▶ Task description:
Could you render the items below as a Markdown table with a Row column numbering each line and a Line column holding its text, skipping blank lines and leaving out the pictures?
# # # # #
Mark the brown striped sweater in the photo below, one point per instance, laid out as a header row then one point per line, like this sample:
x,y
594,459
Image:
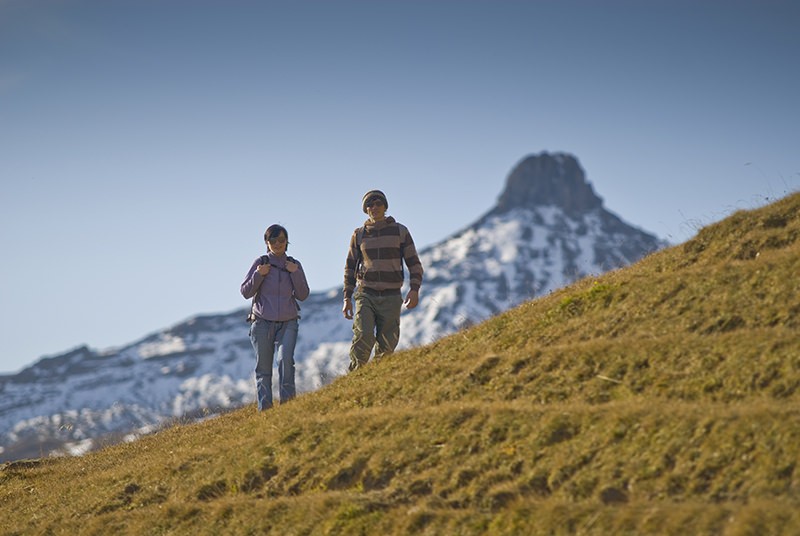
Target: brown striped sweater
# # # # #
▶ The completed task:
| Row | Line |
|---|---|
| 1 | Mark the brown striped sweater in the photo below, one point per instance, laid out as a header row then one point per line, like this sample: |
| 2 | x,y |
| 3 | 594,459 |
| 4 | Image: |
| 5 | Target: brown striped sweater |